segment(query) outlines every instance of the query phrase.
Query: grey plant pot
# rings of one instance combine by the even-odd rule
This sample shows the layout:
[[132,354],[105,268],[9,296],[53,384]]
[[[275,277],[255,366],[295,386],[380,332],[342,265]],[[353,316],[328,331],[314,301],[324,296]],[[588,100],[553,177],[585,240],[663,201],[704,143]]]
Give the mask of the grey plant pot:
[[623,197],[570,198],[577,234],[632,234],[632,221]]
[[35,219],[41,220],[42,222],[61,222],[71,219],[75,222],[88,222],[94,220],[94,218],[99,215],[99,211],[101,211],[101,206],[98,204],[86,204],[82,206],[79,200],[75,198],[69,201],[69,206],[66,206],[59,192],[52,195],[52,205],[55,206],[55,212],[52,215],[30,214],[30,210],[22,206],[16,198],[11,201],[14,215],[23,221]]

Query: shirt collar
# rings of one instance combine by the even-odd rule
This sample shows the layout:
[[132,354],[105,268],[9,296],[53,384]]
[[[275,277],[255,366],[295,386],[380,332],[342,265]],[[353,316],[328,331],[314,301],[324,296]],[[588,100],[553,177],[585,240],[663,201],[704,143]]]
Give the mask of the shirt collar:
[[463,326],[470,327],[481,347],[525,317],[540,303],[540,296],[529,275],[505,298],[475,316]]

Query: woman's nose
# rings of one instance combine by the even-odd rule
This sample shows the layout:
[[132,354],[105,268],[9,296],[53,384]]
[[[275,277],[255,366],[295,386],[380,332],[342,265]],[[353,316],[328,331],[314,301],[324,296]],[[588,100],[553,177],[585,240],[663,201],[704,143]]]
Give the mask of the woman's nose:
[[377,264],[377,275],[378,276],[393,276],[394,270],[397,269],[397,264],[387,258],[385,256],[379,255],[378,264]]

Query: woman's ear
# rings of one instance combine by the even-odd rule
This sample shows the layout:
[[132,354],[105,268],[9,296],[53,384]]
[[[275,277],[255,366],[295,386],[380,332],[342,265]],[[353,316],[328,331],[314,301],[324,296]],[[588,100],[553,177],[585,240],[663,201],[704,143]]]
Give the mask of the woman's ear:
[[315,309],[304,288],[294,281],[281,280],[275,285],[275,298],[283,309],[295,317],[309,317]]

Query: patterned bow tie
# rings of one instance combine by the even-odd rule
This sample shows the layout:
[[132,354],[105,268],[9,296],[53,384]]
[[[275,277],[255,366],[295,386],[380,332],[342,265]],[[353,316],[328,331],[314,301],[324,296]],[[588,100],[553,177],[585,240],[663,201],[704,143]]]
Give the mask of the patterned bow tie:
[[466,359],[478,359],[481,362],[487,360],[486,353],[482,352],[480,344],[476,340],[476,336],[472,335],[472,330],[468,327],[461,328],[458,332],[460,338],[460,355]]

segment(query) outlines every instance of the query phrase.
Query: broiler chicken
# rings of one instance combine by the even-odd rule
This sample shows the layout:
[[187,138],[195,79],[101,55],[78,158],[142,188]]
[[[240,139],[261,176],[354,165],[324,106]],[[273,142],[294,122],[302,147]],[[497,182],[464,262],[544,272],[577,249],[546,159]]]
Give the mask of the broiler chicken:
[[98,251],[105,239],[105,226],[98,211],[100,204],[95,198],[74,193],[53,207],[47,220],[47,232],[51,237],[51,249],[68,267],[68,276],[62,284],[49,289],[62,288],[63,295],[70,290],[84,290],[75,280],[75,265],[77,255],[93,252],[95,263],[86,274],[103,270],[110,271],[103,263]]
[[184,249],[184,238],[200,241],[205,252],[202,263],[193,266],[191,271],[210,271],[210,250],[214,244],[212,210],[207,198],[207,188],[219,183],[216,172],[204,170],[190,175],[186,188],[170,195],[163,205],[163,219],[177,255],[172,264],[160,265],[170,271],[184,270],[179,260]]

•••

▸ Problem to solve: Extract every line from the items above that contains the string "broiler", treating uppercase and lowercase letters as different.

▸ Reply:
Query: broiler chicken
Give the mask of the broiler chicken:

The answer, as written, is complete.